** Opening Given records block **

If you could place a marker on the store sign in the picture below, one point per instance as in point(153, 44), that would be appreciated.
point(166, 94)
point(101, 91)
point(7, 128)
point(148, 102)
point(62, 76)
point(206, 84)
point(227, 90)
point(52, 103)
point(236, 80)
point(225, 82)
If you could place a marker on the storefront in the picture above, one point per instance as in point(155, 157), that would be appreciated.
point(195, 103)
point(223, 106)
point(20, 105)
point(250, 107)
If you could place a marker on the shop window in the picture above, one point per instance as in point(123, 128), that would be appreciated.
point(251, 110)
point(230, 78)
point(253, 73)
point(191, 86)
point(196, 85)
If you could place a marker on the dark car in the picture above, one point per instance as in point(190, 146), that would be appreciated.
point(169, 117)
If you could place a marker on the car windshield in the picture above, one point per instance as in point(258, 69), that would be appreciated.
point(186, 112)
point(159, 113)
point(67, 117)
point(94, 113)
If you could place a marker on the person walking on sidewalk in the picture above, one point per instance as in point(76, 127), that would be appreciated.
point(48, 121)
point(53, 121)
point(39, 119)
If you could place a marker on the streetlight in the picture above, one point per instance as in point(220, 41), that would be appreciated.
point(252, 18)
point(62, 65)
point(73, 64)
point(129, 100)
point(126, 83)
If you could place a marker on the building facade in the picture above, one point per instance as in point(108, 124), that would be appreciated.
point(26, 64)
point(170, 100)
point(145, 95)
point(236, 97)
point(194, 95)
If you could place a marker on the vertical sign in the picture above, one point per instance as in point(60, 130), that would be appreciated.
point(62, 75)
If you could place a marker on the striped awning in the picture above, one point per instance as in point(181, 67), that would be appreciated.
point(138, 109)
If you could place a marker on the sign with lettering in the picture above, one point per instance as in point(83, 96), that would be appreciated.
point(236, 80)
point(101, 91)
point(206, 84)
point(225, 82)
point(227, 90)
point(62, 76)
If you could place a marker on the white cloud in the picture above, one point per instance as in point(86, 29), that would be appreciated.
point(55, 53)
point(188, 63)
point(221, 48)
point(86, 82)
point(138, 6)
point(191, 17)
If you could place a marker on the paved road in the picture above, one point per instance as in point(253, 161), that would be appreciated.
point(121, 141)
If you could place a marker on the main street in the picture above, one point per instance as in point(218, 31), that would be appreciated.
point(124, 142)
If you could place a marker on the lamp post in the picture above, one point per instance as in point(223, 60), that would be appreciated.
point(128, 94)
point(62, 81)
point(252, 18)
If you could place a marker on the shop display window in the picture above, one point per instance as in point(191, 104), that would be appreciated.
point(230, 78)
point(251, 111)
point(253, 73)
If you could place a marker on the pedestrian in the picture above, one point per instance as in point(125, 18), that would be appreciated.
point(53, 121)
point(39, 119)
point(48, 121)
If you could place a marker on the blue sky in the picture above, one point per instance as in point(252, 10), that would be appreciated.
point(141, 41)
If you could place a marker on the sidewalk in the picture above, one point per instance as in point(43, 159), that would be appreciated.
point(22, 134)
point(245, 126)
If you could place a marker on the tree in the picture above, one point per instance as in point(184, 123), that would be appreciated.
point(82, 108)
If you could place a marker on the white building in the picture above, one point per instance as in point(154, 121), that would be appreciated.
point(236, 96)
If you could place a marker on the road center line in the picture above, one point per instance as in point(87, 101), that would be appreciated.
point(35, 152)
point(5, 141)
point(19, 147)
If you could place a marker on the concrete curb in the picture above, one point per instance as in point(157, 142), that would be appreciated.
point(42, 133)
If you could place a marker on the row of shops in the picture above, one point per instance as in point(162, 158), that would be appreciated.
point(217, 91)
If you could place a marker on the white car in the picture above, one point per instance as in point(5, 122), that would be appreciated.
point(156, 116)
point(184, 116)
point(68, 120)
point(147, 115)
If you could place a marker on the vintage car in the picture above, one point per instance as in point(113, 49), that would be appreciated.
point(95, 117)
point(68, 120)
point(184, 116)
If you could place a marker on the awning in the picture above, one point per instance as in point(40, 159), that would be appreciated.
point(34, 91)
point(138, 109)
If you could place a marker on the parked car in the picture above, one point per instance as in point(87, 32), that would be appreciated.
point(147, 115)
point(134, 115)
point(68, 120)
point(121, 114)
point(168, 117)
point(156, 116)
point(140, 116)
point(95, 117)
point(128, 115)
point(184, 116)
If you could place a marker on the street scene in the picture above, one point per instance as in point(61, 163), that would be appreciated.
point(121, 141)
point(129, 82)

** Closing Given records block **

_Exercise objective_: Go through the data and copy each line exactly as it was written.

_Response below_:
If you could place a marker on the store sign in the picture below, one point per instance as in point(153, 44), that would be appreciated.
point(166, 94)
point(101, 91)
point(7, 128)
point(148, 102)
point(62, 76)
point(206, 84)
point(227, 90)
point(52, 103)
point(236, 80)
point(225, 82)
If you could place a marker on the storefront in the picture above, one point per instance as in point(155, 157), that would be appreciated.
point(195, 103)
point(223, 106)
point(20, 105)
point(250, 107)
If you could place a marker on the shop window in the picture above, one point per instance as in point(123, 128), that would be appreciated.
point(251, 110)
point(230, 78)
point(253, 73)
point(191, 86)
point(196, 85)
If you could place a marker on the dark car in the picture above, one point per instance as in point(190, 146), that would be appreciated.
point(169, 117)
If you could place a marker on the car windshield in the picture above, one point per instance as in point(258, 69), that would be appreciated.
point(186, 112)
point(159, 113)
point(67, 117)
point(94, 113)
If you could place a marker on the person walking on sidewalk in the picture above, one point per instance as in point(76, 127), that would be appreciated.
point(48, 121)
point(53, 121)
point(39, 119)
If you could place a marker on the streetlight in the picture above, one point per instance as in point(220, 41), that would be appreciated.
point(252, 18)
point(62, 65)
point(73, 64)
point(129, 100)
point(126, 83)
If you could place a marker on the building facade in the picture above, one point per instance as in point(108, 124), that would be appreciated.
point(26, 64)
point(170, 100)
point(145, 95)
point(236, 97)
point(194, 95)
If you could place a marker on the vertical sign in the picture above, one point per instance as in point(60, 130), that would be appreciated.
point(62, 75)
If you could place a marker on the striped awning in the picture above, one point per instance as in point(181, 67), that would be appreciated.
point(138, 109)
If you could place a marker on the sign with lettering in the picture above, one point per instance as in point(83, 96), that would be appreciated.
point(236, 80)
point(101, 91)
point(206, 84)
point(225, 82)
point(227, 90)
point(62, 76)
If you could place a marker on the white cloud in the picture above, one point per instance as in point(86, 29), that would be appreciated.
point(55, 53)
point(188, 63)
point(221, 48)
point(86, 82)
point(138, 6)
point(191, 17)
If you could place a marker on the paved road in the picture above, one point per instance as in point(253, 161), that would be appreciated.
point(121, 141)
If you could place a marker on the main street in the picture above, one point per instance as in point(218, 31), that would be appreciated.
point(124, 142)
If you could place a marker on the lamp post in the picture above, one point per instance as in point(223, 60), that would be appreciated.
point(128, 94)
point(62, 81)
point(252, 18)
If you could place a marker on the shop display window in the picture above, one point per instance as in point(191, 104), that would be appreciated.
point(230, 78)
point(251, 111)
point(253, 73)
If you could place a marker on the pedestrian in the picture above, one point per instance as in point(125, 18), that would be appreciated.
point(53, 121)
point(39, 119)
point(48, 121)
If you could place a marker on the blue sky in the picture above, one point per instance as in point(252, 10), that would be appreciated.
point(141, 41)
If you could place a marker on the sidewalk in the picture above, one point per instance as in point(43, 159), that would be appreciated.
point(22, 134)
point(245, 126)
If you could place a marker on the tree in the picture above, one point per instance as in point(184, 123), that would be appreciated.
point(82, 108)
If you could place a marker on the white building in the picture above, one point per instance as in point(154, 121), that would be appreciated.
point(236, 96)
If you could place a marker on the road center line in the picture above, one point per instance as in point(87, 101), that would be appreciated.
point(35, 152)
point(5, 141)
point(19, 147)
If you could place a marker on the concrete curb in the picture above, one point per instance as in point(157, 142), that would be appreciated.
point(42, 133)
If you could place a marker on the row of shops in the picture above, one point per instance as in point(162, 158), that would be appreciated.
point(217, 91)
If you could place a marker on the white car in the picture above, one point per instance as in point(5, 122), that would be appreciated.
point(156, 116)
point(184, 116)
point(68, 120)
point(147, 115)
If you could place a marker on the vintage car in the picture above, one point per instance as in point(113, 49), that would be appreciated.
point(95, 117)
point(68, 120)
point(184, 116)
If you could place a marker on the awning in the picture above, one point per instance as in point(40, 159), that would be appreciated.
point(34, 91)
point(138, 109)
If you could place a marker on the parked car in the picture above, one point per instance as in point(87, 32), that would be appreciated.
point(147, 115)
point(134, 115)
point(68, 120)
point(121, 114)
point(168, 117)
point(156, 116)
point(140, 116)
point(95, 117)
point(128, 115)
point(184, 116)
If you could place a marker on the street scene in the picture above, one point per instance as in point(61, 163), that would be appreciated.
point(121, 141)
point(129, 82)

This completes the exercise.